▶ [WHAT NEEDS TO BE DONE] Write out every row below word for word, but leave the pictures out of your answer.

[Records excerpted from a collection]
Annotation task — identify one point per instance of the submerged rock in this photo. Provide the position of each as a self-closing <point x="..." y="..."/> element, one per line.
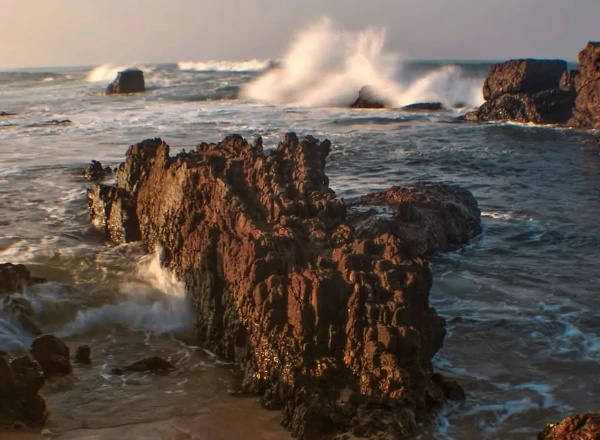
<point x="20" y="382"/>
<point x="96" y="171"/>
<point x="154" y="364"/>
<point x="425" y="217"/>
<point x="331" y="326"/>
<point x="367" y="98"/>
<point x="576" y="427"/>
<point x="53" y="355"/>
<point x="14" y="278"/>
<point x="127" y="81"/>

▶ [WORKED SOLUTION]
Annotation task — identify one point per instance of the submerged rock in this photo. Provide the position of each as a self-closing <point x="..." y="..."/> element, one per line.
<point x="20" y="382"/>
<point x="96" y="171"/>
<point x="154" y="364"/>
<point x="425" y="217"/>
<point x="331" y="326"/>
<point x="367" y="98"/>
<point x="576" y="427"/>
<point x="53" y="355"/>
<point x="14" y="278"/>
<point x="127" y="81"/>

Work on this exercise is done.